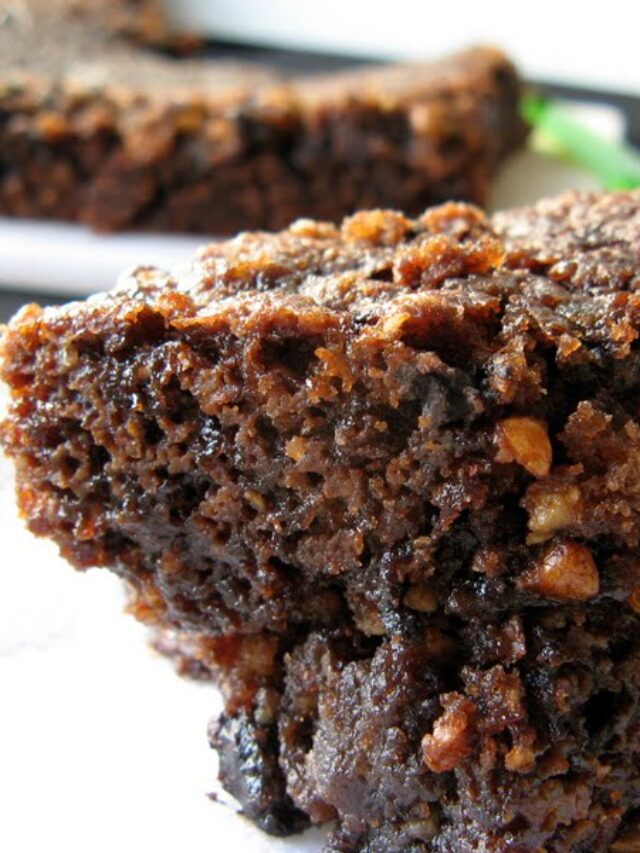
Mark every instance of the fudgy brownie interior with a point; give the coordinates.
(381, 482)
(95, 128)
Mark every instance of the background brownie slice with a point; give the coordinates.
(96, 129)
(383, 481)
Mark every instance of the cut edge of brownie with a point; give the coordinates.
(383, 482)
(103, 132)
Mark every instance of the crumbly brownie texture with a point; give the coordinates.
(382, 483)
(99, 130)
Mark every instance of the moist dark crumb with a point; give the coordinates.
(98, 129)
(380, 483)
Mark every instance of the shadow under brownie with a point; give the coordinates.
(381, 483)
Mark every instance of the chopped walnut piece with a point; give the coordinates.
(566, 571)
(551, 507)
(520, 759)
(525, 441)
(450, 741)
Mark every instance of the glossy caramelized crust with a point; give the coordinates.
(381, 482)
(97, 129)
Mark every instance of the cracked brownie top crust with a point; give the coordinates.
(382, 479)
(97, 129)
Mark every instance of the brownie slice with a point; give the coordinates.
(380, 482)
(96, 129)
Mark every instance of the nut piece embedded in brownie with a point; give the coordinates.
(97, 129)
(381, 483)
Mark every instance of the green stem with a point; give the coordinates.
(615, 164)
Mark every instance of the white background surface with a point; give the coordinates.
(102, 747)
(590, 43)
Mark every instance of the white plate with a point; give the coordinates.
(101, 747)
(69, 259)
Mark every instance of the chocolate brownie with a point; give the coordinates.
(96, 129)
(380, 482)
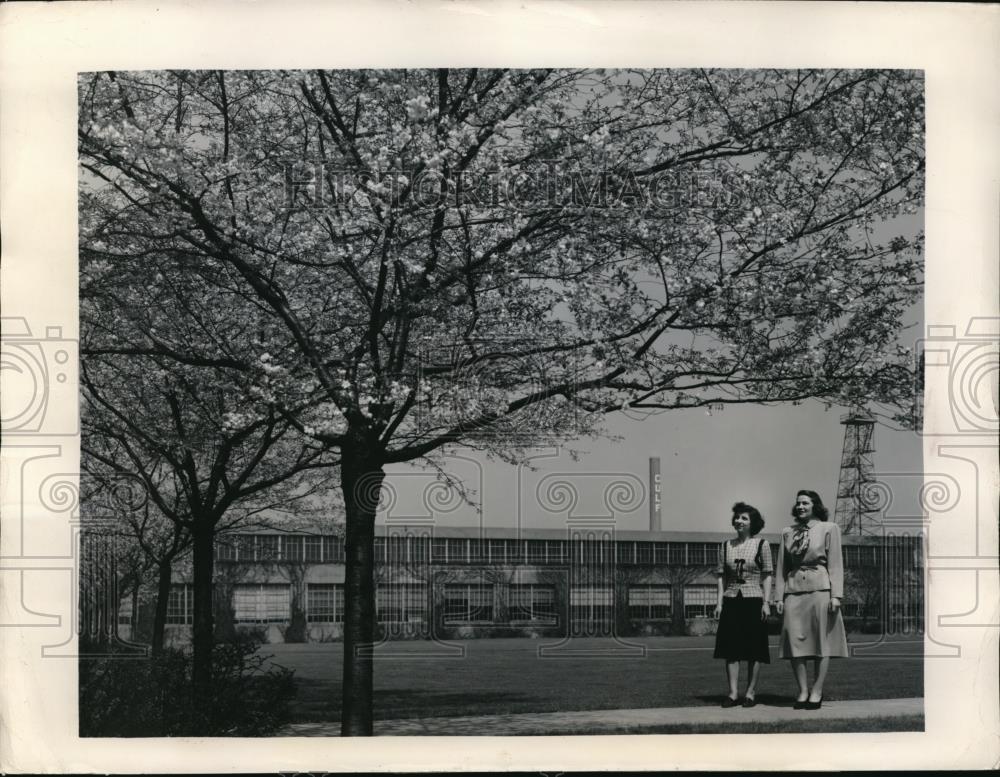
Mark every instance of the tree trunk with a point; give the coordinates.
(164, 572)
(133, 628)
(202, 630)
(361, 480)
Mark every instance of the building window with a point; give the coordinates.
(498, 552)
(534, 603)
(649, 602)
(314, 549)
(261, 603)
(696, 554)
(699, 601)
(268, 547)
(595, 549)
(325, 603)
(293, 548)
(536, 551)
(401, 602)
(225, 549)
(458, 551)
(244, 546)
(470, 603)
(396, 550)
(333, 549)
(591, 604)
(180, 604)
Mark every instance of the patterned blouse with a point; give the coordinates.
(743, 565)
(810, 559)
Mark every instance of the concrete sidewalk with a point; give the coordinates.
(612, 721)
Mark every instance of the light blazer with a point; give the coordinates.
(820, 568)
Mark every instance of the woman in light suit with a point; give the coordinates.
(808, 587)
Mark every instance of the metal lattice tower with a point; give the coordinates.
(854, 512)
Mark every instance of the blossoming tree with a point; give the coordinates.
(419, 259)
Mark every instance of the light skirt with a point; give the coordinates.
(810, 630)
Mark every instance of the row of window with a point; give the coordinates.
(464, 603)
(440, 550)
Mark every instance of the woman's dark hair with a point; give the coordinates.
(756, 521)
(819, 510)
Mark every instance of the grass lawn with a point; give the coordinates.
(867, 726)
(498, 676)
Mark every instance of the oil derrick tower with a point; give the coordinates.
(854, 513)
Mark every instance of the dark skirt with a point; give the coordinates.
(742, 634)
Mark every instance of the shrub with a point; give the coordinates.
(128, 697)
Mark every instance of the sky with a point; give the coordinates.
(760, 455)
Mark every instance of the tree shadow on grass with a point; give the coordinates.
(319, 700)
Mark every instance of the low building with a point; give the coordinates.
(457, 583)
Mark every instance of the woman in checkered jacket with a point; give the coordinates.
(744, 573)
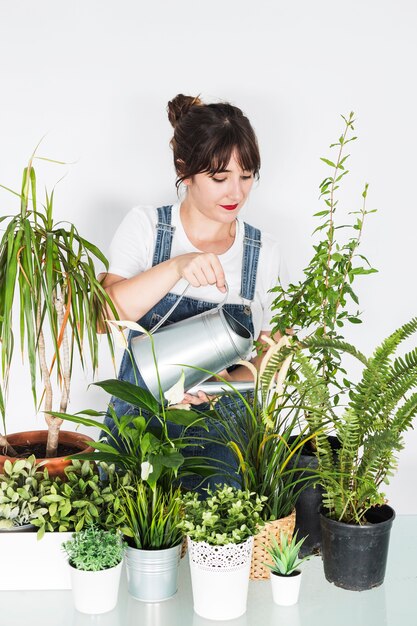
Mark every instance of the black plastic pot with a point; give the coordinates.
(355, 557)
(309, 502)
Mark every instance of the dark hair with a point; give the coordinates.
(205, 136)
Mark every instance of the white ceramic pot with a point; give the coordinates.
(286, 589)
(95, 592)
(220, 578)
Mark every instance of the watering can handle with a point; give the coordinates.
(166, 316)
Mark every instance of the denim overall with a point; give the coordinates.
(189, 307)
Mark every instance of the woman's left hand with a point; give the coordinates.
(200, 398)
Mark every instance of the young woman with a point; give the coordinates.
(200, 240)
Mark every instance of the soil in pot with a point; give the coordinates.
(34, 442)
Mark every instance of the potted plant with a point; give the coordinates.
(285, 575)
(57, 509)
(95, 558)
(48, 268)
(260, 432)
(356, 521)
(19, 496)
(322, 302)
(220, 533)
(154, 539)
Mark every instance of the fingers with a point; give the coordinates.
(204, 269)
(200, 398)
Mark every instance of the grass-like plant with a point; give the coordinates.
(94, 549)
(47, 270)
(152, 516)
(263, 431)
(284, 554)
(380, 408)
(227, 515)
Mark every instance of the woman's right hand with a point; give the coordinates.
(201, 269)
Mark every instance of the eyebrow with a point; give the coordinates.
(228, 171)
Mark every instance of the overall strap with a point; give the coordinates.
(164, 235)
(251, 248)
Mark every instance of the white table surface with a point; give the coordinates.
(320, 604)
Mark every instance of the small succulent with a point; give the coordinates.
(284, 554)
(95, 549)
(152, 516)
(228, 515)
(19, 493)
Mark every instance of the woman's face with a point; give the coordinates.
(220, 197)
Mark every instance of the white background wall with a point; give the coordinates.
(95, 77)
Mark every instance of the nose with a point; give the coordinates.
(236, 191)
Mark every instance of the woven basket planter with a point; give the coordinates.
(258, 570)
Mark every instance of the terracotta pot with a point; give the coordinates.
(56, 465)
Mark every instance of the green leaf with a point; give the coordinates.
(132, 394)
(328, 162)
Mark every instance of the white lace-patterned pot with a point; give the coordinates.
(220, 578)
(286, 589)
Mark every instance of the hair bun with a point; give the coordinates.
(180, 106)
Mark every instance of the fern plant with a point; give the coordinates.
(380, 408)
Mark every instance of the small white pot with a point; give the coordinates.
(286, 589)
(95, 592)
(220, 578)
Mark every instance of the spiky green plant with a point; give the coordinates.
(152, 516)
(380, 408)
(284, 554)
(47, 270)
(263, 431)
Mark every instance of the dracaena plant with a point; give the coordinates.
(322, 302)
(380, 408)
(47, 272)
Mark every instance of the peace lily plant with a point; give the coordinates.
(141, 443)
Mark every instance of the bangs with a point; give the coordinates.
(218, 157)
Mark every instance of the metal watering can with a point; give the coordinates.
(212, 340)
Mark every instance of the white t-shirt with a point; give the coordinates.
(132, 250)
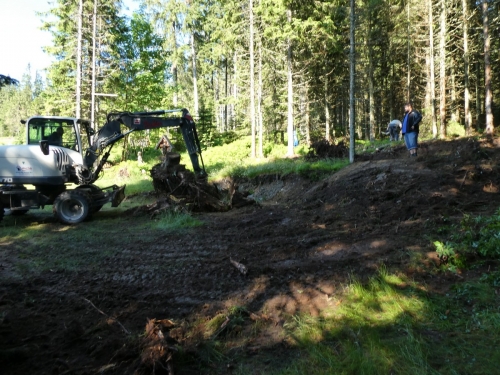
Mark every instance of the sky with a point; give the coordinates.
(21, 39)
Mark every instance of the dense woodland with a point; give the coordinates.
(265, 67)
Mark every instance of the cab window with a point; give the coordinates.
(58, 132)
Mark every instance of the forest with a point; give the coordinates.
(386, 264)
(268, 68)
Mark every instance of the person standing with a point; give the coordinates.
(410, 128)
(393, 130)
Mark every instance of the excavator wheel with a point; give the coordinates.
(96, 192)
(72, 206)
(19, 212)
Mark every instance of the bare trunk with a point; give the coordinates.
(488, 96)
(235, 89)
(431, 66)
(291, 151)
(259, 96)
(408, 62)
(442, 72)
(352, 74)
(94, 35)
(195, 78)
(226, 93)
(175, 97)
(252, 81)
(79, 62)
(478, 97)
(371, 93)
(307, 117)
(467, 114)
(327, 110)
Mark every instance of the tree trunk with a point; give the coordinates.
(252, 81)
(442, 71)
(487, 72)
(307, 116)
(175, 97)
(291, 151)
(478, 97)
(79, 61)
(327, 110)
(371, 92)
(259, 104)
(235, 89)
(352, 72)
(92, 95)
(431, 66)
(467, 114)
(195, 78)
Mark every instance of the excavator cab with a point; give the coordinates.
(61, 132)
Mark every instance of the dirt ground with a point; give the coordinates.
(300, 244)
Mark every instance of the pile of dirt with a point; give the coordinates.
(196, 193)
(324, 149)
(290, 254)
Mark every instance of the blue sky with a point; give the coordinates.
(21, 40)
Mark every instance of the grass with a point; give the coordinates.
(393, 325)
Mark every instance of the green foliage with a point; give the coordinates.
(175, 221)
(478, 235)
(455, 129)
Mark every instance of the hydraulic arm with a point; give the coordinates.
(111, 133)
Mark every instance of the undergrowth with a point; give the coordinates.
(474, 237)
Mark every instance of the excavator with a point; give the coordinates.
(64, 156)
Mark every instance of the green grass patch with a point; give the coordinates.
(174, 221)
(394, 325)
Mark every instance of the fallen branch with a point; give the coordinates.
(240, 267)
(107, 316)
(463, 179)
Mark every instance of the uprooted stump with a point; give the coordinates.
(324, 149)
(156, 352)
(180, 183)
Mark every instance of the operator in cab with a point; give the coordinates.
(55, 139)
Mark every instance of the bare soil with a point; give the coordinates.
(300, 244)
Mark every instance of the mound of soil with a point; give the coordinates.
(196, 193)
(291, 253)
(324, 149)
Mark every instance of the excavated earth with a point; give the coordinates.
(301, 243)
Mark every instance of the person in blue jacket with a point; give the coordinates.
(410, 128)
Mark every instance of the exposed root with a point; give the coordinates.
(176, 182)
(157, 354)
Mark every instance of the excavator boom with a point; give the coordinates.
(111, 133)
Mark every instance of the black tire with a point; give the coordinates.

* _EXERCISE DETAILS_: The lines from the one containing "Mark every instance of the exposed" through the final line of the listing above are to be repeated exactly, and nothing else is to be printed.

* _SOLUTION_:
Mark every instance of the exposed root with a point; give the coordinates.
(176, 182)
(157, 354)
Mark every instance of the excavator boom with a point; give the coordinates.
(111, 133)
Mark every instance of the black tire with a point; give the coordinates.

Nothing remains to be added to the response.